- **Set problem**: Return every one of the rows below unchanged, reproducing each line character for character.

- **Input rows**:
__________________________________________________

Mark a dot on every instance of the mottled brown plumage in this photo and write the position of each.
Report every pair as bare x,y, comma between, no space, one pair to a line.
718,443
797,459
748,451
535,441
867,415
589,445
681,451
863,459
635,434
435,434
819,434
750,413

__________________________________________________

- **Full answer**:
Mark a dot on every instance of the mottled brown plumage in this photo and write the position of each.
Report every pair as bare x,y, comma between, no space, one pair to a line.
718,443
797,459
748,451
535,441
867,415
589,445
681,451
863,459
635,434
435,434
819,434
750,413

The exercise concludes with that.